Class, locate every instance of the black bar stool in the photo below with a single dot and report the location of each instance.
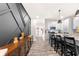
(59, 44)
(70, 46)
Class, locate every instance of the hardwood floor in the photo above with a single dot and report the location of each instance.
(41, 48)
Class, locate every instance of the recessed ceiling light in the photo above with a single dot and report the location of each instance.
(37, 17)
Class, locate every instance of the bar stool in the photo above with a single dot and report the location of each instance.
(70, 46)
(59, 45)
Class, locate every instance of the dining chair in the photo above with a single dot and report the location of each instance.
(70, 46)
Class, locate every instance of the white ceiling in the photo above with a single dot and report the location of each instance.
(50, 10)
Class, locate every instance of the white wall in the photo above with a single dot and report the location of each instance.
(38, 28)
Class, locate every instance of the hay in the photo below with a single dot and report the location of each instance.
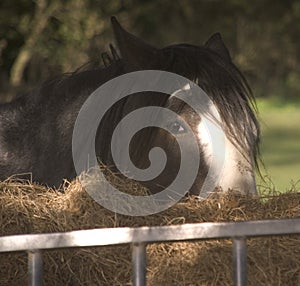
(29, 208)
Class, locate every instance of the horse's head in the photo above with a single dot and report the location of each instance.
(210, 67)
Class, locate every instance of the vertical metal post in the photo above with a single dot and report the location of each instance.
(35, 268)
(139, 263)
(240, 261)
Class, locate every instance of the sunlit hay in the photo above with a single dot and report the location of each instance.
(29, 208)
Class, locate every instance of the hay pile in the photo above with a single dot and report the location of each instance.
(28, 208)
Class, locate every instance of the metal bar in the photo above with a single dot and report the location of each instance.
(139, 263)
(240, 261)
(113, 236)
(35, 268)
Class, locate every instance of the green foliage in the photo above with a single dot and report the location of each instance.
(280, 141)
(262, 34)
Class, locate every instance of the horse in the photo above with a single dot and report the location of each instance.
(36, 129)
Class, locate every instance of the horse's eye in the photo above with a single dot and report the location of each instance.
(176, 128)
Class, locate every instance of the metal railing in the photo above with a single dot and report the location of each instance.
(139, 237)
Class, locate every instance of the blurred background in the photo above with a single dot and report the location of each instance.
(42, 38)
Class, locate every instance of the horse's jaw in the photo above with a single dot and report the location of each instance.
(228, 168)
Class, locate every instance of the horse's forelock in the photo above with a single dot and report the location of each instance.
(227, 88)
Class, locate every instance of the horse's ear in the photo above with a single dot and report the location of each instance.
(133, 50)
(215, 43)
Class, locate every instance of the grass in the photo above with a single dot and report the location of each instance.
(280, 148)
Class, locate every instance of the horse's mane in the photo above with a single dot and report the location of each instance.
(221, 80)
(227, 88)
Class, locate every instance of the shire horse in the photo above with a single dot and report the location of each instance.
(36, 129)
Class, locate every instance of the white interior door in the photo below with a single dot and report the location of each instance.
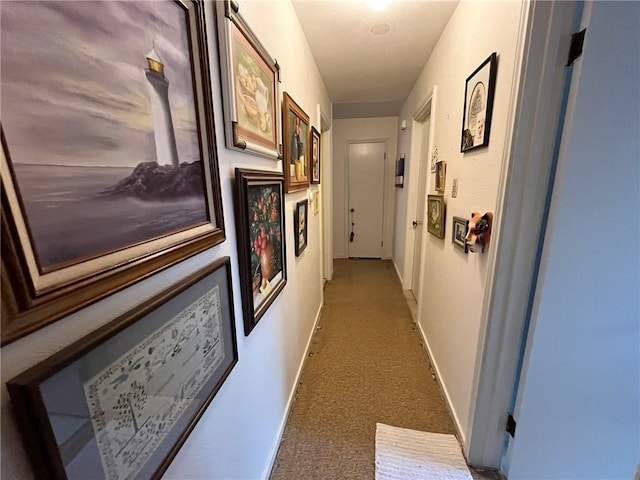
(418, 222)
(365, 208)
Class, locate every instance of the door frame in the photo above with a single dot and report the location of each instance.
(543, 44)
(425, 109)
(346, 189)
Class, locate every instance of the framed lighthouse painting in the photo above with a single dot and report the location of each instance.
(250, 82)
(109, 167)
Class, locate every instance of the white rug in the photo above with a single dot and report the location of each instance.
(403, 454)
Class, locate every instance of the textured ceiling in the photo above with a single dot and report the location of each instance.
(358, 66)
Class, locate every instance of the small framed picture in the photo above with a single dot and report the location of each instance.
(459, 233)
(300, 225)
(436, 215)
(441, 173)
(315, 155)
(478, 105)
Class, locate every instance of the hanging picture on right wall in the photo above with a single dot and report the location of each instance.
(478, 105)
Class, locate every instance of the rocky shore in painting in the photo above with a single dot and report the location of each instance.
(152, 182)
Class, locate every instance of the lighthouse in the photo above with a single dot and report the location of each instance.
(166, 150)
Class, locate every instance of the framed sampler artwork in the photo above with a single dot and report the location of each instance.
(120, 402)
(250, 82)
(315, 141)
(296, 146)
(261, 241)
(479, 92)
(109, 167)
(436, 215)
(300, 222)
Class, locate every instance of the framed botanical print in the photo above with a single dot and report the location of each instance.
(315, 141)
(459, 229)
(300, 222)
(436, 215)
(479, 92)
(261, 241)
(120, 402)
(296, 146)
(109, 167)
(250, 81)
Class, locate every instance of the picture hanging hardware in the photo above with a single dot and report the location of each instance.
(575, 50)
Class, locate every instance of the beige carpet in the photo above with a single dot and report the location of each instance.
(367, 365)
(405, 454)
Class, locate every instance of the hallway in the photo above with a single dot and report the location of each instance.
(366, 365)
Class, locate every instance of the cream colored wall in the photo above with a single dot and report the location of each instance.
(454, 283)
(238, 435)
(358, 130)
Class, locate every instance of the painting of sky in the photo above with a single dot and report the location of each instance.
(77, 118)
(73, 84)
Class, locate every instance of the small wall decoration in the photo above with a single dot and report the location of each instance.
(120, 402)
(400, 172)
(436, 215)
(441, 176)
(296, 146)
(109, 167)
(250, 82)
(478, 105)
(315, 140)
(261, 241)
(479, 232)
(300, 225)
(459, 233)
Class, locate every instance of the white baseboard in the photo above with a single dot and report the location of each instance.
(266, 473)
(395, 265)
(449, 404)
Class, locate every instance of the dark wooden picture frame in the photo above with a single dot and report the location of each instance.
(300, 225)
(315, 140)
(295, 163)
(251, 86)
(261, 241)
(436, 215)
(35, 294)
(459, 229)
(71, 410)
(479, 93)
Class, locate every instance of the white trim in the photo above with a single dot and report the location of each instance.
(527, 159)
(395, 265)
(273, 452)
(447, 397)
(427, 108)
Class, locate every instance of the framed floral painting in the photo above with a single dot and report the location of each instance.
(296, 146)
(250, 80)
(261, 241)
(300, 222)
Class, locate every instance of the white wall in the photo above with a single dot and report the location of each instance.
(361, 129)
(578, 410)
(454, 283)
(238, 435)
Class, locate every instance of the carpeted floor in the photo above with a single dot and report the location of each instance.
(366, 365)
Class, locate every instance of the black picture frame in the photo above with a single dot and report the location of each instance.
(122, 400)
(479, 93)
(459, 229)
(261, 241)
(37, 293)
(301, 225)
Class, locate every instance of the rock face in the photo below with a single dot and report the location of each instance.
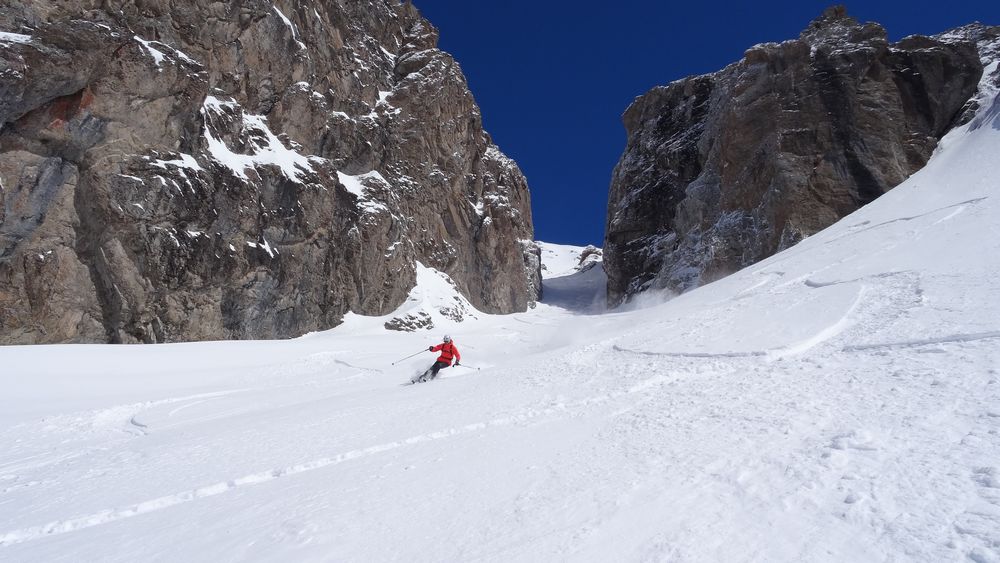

— Written request —
Rewrite every one of the rows above with "single dot" replaced by "single point" wherever it occurs, changing nothing else. Leave the pictures out of your version.

— Solution to the problem —
Class, locate every instance of the black bar stool in the photo below with a single point and report the location of each instance.
(59, 44)
(70, 46)
Class, locate every instance of the hardwood floor in the photo above with a single point and report the location of each instance.
(41, 48)
Class, locate every instance of the recessed ceiling light in the photo above with a single point and report the location of each instance.
(37, 17)
Class, locate every instance of the bar stool in the photo above with a single point and report the location of each instance.
(70, 46)
(59, 45)
Class, locate every instance of the dining chair in the photo above with a single point and report the location of each instance.
(70, 46)
Class, locate every instance of the white ceiling in the photo above with a single point and report the location of each instance.
(50, 10)
Class, locate every instance of the white wall in the photo above with a single point and report the location of each instance.
(38, 28)
Class, locate every instance of the hay in the photo below with a single point and report the location of each instance.
(29, 208)
Class, locate every instance of the horse's head in the photo above with a single point and report the location of each instance.
(210, 67)
Class, locate every instance of the vertical metal post in the photo above with a single point and report the location of each instance.
(35, 268)
(139, 263)
(240, 261)
Class, locate every instance of the sunlit hay in the photo above with a single point and report the location of each instance.
(29, 208)
Class, locate every instance of the hay pile in the photo above with a single point and report the location of each instance.
(28, 208)
Class, locate every instance of the metal bar in the photo above with a single point and report the location of each instance.
(139, 263)
(240, 261)
(113, 236)
(35, 268)
Class, locate every instance of the green foliage in the photo above with a single point and report the location of each instance.
(280, 141)
(262, 34)
Class, locate every instance of the horse in the photo above with a single point and report the location of each instance.
(36, 129)
Class, locate every instance of the horse's eye in the photo above with a single point and report the location of each instance.
(176, 128)
Class, locate every instance of the metal railing in the photo above with a single point and report the location of each instance.
(139, 237)
Class, locate every instance of the blurred background in the photo above with a single point and report the location of each instance.
(42, 38)
Class, locate every instance of the horse's jaw in the photo above with a single point and report the location of each instance.
(228, 168)
Class, locate every instance of the horse's forelock in the photo above with a single point and report the location of each instance.
(227, 88)
Class, locate every instance of the horse's ear in the photo above with a single point and report the location of each instance.
(133, 50)
(215, 43)
Class, locate every instance of the grass in the photo above with a single point and report the location of each instance.
(280, 148)
Class, locate every instance of the horse's mane in the photo above with a single point and report the location of each instance.
(221, 80)
(227, 88)
Class, locate every instance of the shire horse in the photo above with a single point and report the location of each instance.
(36, 129)
Class, locate every instance of the white interior door in the photo below with a single point and report the location of each instance.
(418, 222)
(365, 208)
Class, locate every instance of the door frame in the photo above with a single point and report the location of each instance.
(543, 44)
(425, 109)
(346, 189)
Class, locate every instance of the framed lighthouse painting in the photo above with a single point and report the location of each instance.
(250, 82)
(109, 167)
Class, locate every instance of the white rug in the photo above with a single point and report the location of each instance.
(403, 454)
Class, locate every instance of the textured ceiling in the photo above with a single point and report the location of each instance.
(358, 66)
Class, locate every instance of the small framed picture in the photo above with a single point and report the location of each instance.
(459, 233)
(300, 225)
(436, 215)
(441, 173)
(315, 155)
(478, 105)
Class, locate every instance of the hanging picture on right wall in the photo above with a single point and report the location of each instance.
(478, 105)
Class, locate every instance of the rocky shore in painting in the photo above with a single point and report the location of each instance.
(152, 182)
Class, locate every instance of the lighthouse in the photo above with a single point and report the location of each instance.
(166, 150)
Class, locate every instance of the framed sampler artwork in the photo above with a single point and report the location of each instance.
(120, 402)
(250, 82)
(315, 141)
(296, 146)
(261, 241)
(479, 92)
(109, 167)
(436, 215)
(300, 222)
Class, locate every instance of the framed botanical print in the photo above with a single point and report the location of each instance.
(315, 141)
(459, 229)
(300, 222)
(436, 215)
(479, 92)
(261, 241)
(120, 402)
(296, 146)
(109, 167)
(250, 81)
Class, locate every instance of the picture hanging hardware in the photo above with a single point and report the location of each instance.
(575, 50)
Class, locate every instance of the beige carpet in the photo above with a single point and report the location of each instance.
(367, 365)
(405, 454)
Class, locate every instance of the hallway in the photo above with a single point and report the location of each instance.
(366, 365)
Class, locate every instance of the cream colored wall in the photo above with a single point and report the location of each instance.
(454, 283)
(238, 435)
(358, 130)
Class, locate every instance of the painting of sky in the photo above with a single point and report the location of each instance.
(77, 118)
(73, 84)
Class, locate every instance of the small wall decoration in the photo above with a single point and report the location of each instance.
(120, 402)
(400, 172)
(436, 215)
(441, 176)
(296, 146)
(109, 167)
(250, 82)
(478, 105)
(315, 140)
(261, 241)
(479, 232)
(300, 225)
(459, 233)
Class, locate every instance of the white baseboard in the photo above with a single point and report the location of each instance.
(266, 473)
(395, 265)
(449, 404)
Class, locate every instance of the dark wooden picture frame in the photo above with a single point and report the location of each instance.
(300, 225)
(315, 140)
(295, 163)
(251, 86)
(261, 241)
(436, 215)
(35, 294)
(459, 229)
(71, 410)
(479, 93)
Class, locate every instance of the white trim in the photo above with a single point and report the location of each instance.
(527, 159)
(395, 265)
(273, 452)
(447, 397)
(427, 108)
Class, locate every instance of the framed floral painting in the photo above with a single point and report the location of each instance.
(296, 146)
(250, 80)
(261, 241)
(300, 222)
Class, locate every instance of the white wall in the photo above with a single point and report the location of each instance.
(361, 129)
(578, 410)
(454, 283)
(238, 435)
Class, locate every instance of the carpeted floor in the photo above with a single point and report the location of each instance.
(366, 365)
Class, locate every instance of the black picture frame in the photo above with a single point and report the location of each instance.
(122, 400)
(479, 93)
(459, 229)
(261, 241)
(37, 293)
(301, 225)
Class, locate every instance of the rock face in the photo below with a single point and report the location of each instance.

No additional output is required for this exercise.